→ **What the task asks**: Output, word for word, the line that contains "the ram logo" and all lines following it to the end of the listing. Drop the pictures.

* Begin Exercise input *

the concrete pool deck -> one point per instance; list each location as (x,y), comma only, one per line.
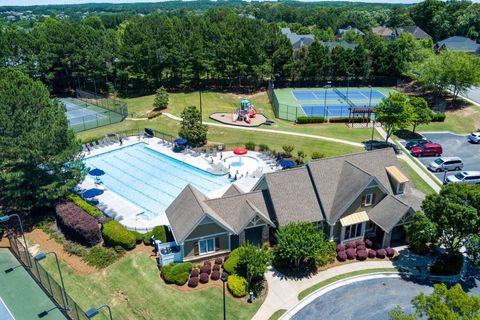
(131,215)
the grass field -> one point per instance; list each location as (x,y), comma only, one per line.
(134,290)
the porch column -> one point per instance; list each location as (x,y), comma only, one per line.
(241,237)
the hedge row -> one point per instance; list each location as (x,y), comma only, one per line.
(77,224)
(314,119)
(87,207)
(115,234)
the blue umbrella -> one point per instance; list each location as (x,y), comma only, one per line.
(287,164)
(96,172)
(181,141)
(90,193)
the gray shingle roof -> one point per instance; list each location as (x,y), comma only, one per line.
(388,212)
(293,196)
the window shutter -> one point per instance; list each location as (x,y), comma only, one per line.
(196,251)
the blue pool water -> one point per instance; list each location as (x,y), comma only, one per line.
(150,179)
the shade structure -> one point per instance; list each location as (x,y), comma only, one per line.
(181,141)
(96,172)
(90,193)
(287,164)
(240,151)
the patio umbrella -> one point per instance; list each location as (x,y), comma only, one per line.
(96,172)
(90,193)
(181,141)
(240,151)
(287,164)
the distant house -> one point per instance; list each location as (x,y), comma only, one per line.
(358,196)
(298,40)
(457,43)
(415,31)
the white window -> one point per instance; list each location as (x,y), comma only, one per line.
(353,231)
(206,246)
(368,199)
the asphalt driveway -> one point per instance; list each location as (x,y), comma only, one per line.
(454,145)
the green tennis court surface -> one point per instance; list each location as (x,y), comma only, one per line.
(22,297)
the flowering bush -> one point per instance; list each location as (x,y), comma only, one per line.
(361,255)
(341,256)
(350,253)
(381,253)
(203,277)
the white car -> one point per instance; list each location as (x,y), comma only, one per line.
(474,137)
(470,177)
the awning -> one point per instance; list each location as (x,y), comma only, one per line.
(396,174)
(354,218)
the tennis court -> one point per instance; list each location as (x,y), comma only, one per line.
(21,297)
(83,116)
(326,102)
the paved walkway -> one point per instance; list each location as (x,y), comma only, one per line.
(283,292)
(305,135)
(412,163)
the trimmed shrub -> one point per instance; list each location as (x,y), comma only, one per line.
(362,255)
(250,145)
(230,264)
(193,282)
(390,252)
(341,256)
(194,273)
(206,269)
(381,253)
(204,277)
(215,275)
(361,247)
(350,245)
(237,285)
(87,207)
(359,243)
(313,119)
(350,253)
(115,234)
(176,272)
(368,243)
(77,224)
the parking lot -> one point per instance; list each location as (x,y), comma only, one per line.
(454,145)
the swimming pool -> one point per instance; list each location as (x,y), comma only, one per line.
(150,179)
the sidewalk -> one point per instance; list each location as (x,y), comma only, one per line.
(283,292)
(429,180)
(305,135)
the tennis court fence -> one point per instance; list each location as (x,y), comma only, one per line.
(49,285)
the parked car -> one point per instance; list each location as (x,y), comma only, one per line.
(427,149)
(412,143)
(474,137)
(470,177)
(446,164)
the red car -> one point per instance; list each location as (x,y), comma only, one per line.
(427,149)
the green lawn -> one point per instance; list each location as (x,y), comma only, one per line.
(417,181)
(134,290)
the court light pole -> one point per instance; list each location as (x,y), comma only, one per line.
(6,218)
(40,257)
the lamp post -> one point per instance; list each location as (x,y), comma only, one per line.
(224,279)
(94,311)
(43,255)
(5,219)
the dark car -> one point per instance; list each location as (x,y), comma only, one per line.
(412,143)
(427,149)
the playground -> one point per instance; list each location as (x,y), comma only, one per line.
(289,104)
(245,115)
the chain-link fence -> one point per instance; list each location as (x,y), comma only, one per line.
(46,281)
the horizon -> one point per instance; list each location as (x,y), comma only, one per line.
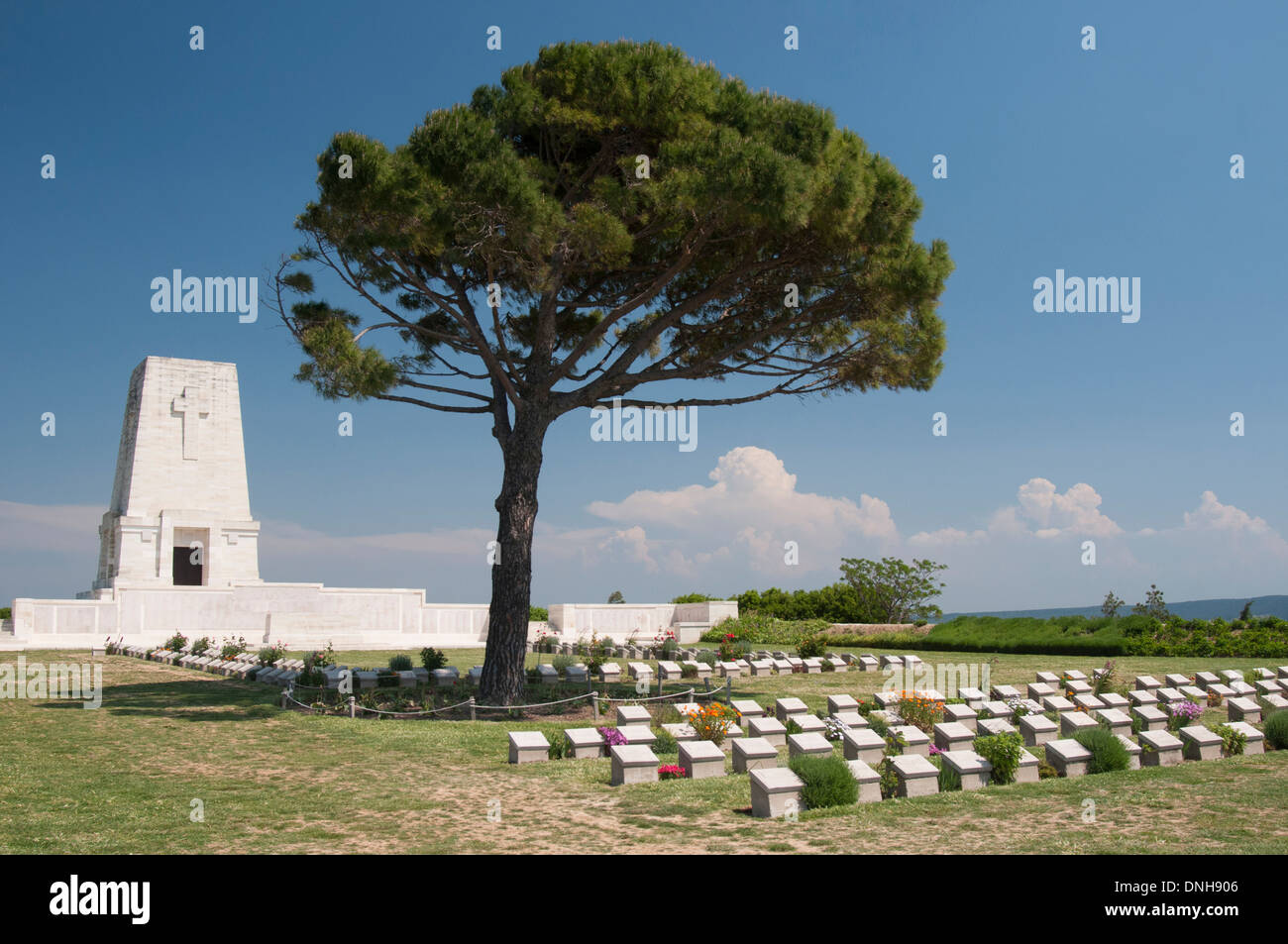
(1061,428)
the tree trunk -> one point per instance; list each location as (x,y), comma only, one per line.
(511,572)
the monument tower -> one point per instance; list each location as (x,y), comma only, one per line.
(180,507)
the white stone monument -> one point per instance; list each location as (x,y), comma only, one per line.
(180,507)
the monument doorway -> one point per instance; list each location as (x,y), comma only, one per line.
(189,558)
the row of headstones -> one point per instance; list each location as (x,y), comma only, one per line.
(774,788)
(241,666)
(755,665)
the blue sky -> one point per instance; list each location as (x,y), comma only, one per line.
(1061,428)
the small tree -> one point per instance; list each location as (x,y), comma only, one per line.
(896,590)
(1153,605)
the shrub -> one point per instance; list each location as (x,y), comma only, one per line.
(696,597)
(919,711)
(269,655)
(1181,713)
(612,737)
(712,721)
(558,747)
(665,742)
(1276,729)
(948,780)
(828,781)
(1233,742)
(1107,751)
(1004,751)
(810,647)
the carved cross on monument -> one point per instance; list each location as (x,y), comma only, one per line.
(191,406)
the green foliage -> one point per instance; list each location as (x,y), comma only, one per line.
(666,742)
(433,659)
(269,655)
(828,781)
(1153,607)
(679,273)
(1078,635)
(1276,729)
(759,629)
(233,647)
(810,646)
(1233,742)
(949,780)
(894,590)
(1107,751)
(1004,751)
(838,603)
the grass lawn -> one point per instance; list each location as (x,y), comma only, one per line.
(123,780)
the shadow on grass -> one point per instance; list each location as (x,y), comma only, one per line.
(189,700)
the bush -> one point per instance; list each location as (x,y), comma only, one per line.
(828,781)
(1276,729)
(1233,742)
(1004,751)
(666,742)
(1107,751)
(269,655)
(696,597)
(811,646)
(712,721)
(233,647)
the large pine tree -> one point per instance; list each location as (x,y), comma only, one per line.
(639,219)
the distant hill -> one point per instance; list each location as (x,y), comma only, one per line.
(1190,609)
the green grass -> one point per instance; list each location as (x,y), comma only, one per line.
(121,780)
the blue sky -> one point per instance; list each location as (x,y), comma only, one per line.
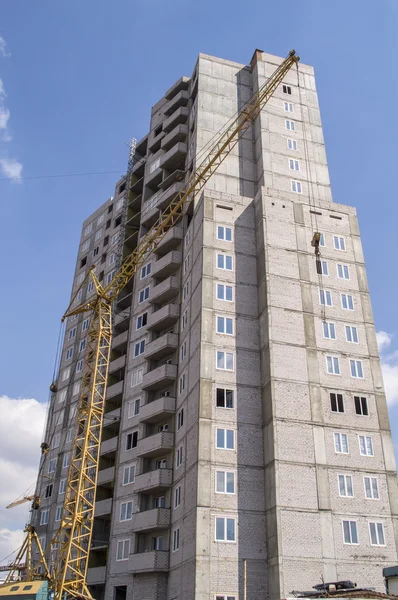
(79,81)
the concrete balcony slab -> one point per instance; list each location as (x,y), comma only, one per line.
(162,346)
(156,445)
(158,410)
(144,562)
(163,318)
(160,479)
(151,519)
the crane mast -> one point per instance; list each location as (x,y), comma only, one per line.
(73,538)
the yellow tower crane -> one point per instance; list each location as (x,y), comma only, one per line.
(73,539)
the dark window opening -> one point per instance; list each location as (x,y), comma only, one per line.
(361,406)
(336,402)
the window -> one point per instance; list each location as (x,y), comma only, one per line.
(329,330)
(366,445)
(224,233)
(126,511)
(295,186)
(143,295)
(123,550)
(343,271)
(48,491)
(361,406)
(224,292)
(176,539)
(325,298)
(183,351)
(185,291)
(322,267)
(146,271)
(333,365)
(56,440)
(142,321)
(179,457)
(356,369)
(224,261)
(62,487)
(340,443)
(225,438)
(225,529)
(139,348)
(177,496)
(336,402)
(225,361)
(350,532)
(44,517)
(225,325)
(225,482)
(338,242)
(351,334)
(131,440)
(345,486)
(136,377)
(128,474)
(224,398)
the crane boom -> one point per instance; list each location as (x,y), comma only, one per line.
(74,535)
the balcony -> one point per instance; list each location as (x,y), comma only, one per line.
(161,377)
(165,291)
(167,265)
(161,347)
(151,519)
(179,116)
(153,481)
(155,560)
(171,240)
(109,446)
(156,445)
(106,476)
(96,575)
(175,157)
(163,318)
(114,390)
(158,410)
(103,507)
(178,134)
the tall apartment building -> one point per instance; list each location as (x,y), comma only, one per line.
(246,422)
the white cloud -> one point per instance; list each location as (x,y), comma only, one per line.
(11,168)
(21,427)
(389,366)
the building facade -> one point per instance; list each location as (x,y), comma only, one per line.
(246,440)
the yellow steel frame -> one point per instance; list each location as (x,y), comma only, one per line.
(74,534)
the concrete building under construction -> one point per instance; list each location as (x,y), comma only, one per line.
(246,434)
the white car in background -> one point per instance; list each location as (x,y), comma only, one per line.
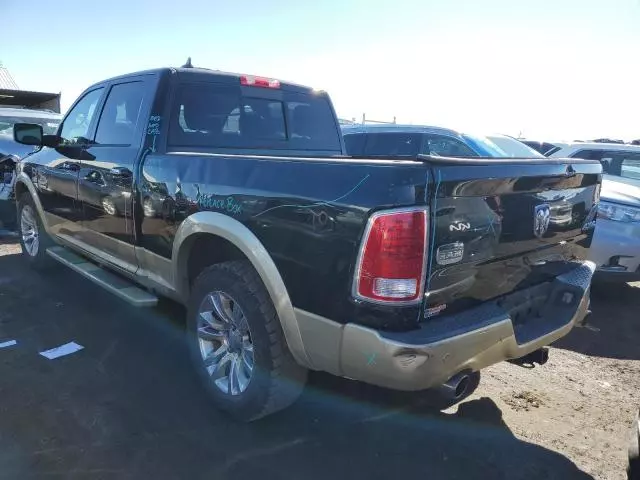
(616,243)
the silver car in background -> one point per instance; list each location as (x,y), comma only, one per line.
(616,243)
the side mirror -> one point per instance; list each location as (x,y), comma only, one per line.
(28,134)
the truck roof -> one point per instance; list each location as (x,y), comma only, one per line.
(197,73)
(29,113)
(391,128)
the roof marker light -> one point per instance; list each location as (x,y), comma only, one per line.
(263,82)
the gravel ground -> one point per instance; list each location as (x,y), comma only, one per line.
(129,406)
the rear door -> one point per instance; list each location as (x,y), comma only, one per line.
(500,226)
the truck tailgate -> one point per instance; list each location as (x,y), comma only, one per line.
(500,226)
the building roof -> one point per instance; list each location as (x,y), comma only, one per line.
(6,80)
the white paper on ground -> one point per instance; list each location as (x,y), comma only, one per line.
(62,350)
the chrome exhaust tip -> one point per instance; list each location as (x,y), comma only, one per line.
(456,387)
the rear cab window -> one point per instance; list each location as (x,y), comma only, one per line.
(216,115)
(404,144)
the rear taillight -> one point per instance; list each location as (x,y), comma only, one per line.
(392,258)
(252,81)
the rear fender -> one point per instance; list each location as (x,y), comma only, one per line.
(240,236)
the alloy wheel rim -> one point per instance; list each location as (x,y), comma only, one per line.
(224,338)
(29,230)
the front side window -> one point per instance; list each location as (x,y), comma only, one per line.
(354,143)
(120,115)
(76,124)
(443,146)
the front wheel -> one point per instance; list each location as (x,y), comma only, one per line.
(237,343)
(34,240)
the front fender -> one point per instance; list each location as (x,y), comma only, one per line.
(23,181)
(240,236)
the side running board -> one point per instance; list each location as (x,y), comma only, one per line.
(121,287)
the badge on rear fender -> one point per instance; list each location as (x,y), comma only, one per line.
(450,253)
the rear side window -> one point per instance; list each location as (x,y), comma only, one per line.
(354,143)
(219,116)
(393,144)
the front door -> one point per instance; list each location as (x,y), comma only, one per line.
(55,170)
(106,175)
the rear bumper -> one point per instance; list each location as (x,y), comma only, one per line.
(429,356)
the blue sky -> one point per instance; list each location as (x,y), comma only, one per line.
(553,69)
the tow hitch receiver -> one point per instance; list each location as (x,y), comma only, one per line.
(539,356)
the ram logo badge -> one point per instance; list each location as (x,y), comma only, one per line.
(541,217)
(450,253)
(459,227)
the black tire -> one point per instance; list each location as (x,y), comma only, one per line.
(277,379)
(37,259)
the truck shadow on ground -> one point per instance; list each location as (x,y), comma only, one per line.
(613,329)
(129,406)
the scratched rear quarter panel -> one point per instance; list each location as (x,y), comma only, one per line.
(309,214)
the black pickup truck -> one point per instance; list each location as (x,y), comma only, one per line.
(232,194)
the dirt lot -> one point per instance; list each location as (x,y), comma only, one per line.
(128,405)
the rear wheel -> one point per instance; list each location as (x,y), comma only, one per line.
(34,240)
(237,343)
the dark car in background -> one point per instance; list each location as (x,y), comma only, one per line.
(11,152)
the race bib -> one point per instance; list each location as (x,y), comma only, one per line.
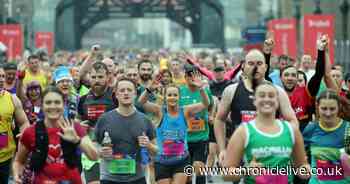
(196,125)
(3,140)
(36,109)
(122,164)
(57,182)
(173,148)
(247,116)
(95,111)
(330,170)
(271,179)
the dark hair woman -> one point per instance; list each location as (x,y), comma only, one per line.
(53,145)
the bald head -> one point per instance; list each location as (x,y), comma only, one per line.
(110,64)
(255,66)
(255,55)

* End Exercise input *

→ **Correct response**:
the ram logo badge -> one point per instance; list each location as (x,y), comma only, one per line.
(541,217)
(450,253)
(459,227)
the black tire -> one point per instance; list each location as (x,y), comma only, one per line.
(277,379)
(37,259)
the truck shadow on ground -> one point per instance; list each location as (x,y), comma only, one per line.
(613,329)
(129,406)
the scratched rear quarter panel -> one point per instance; list each location as (x,y), comma only, one per line.
(309,214)
the black pickup truck -> one point per instance; list each location as (x,y), comma only, one per line.
(232,194)
the dirt lot -> one point per instance; list each location as (x,y), comma only, one per line.
(128,405)
the rear wheel -> one point per instance; list each location as (x,y), comma only, one per line.
(34,240)
(237,343)
the dark car in background -> one point per instance; list each location as (x,y), comma only, one per line.
(11,152)
the race bib -> one point per instance; list each location as (x,y), comma only, one per line.
(196,125)
(3,140)
(36,109)
(122,164)
(57,182)
(173,148)
(247,116)
(95,111)
(330,170)
(271,179)
the dark hair woman -> one point per instance; list each location as (x,y), comma only, one per line.
(53,145)
the bald head -> one point per instance; list each location as (x,y), comma only, one per line.
(110,64)
(255,66)
(255,55)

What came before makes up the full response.